▶ _WORK INSTRUCTIONS_: Report every line of the listing below in which the string "this" occurs.

⟨

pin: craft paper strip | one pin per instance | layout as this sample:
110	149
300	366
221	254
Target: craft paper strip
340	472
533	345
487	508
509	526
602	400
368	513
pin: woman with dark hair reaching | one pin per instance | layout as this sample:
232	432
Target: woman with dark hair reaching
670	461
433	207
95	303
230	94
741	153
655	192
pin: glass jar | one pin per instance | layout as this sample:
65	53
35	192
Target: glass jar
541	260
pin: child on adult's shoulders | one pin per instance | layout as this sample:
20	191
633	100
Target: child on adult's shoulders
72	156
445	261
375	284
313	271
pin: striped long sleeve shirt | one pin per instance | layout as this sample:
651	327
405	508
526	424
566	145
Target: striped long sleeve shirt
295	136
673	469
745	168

⟩

▶ _ANSWER BOX_:
pin: craft paper strip | one pin per instance | layout as this sample:
pin: woman with dark hair reaching | one pin per instance | layout as this sample:
pin: glass jar | one pin per instance | layout as this sample:
pin: child on adult's shoulders | one pin per instance | layout as this sample:
pin: striped long sleeve shirt | one pin per instance | layout as this sample:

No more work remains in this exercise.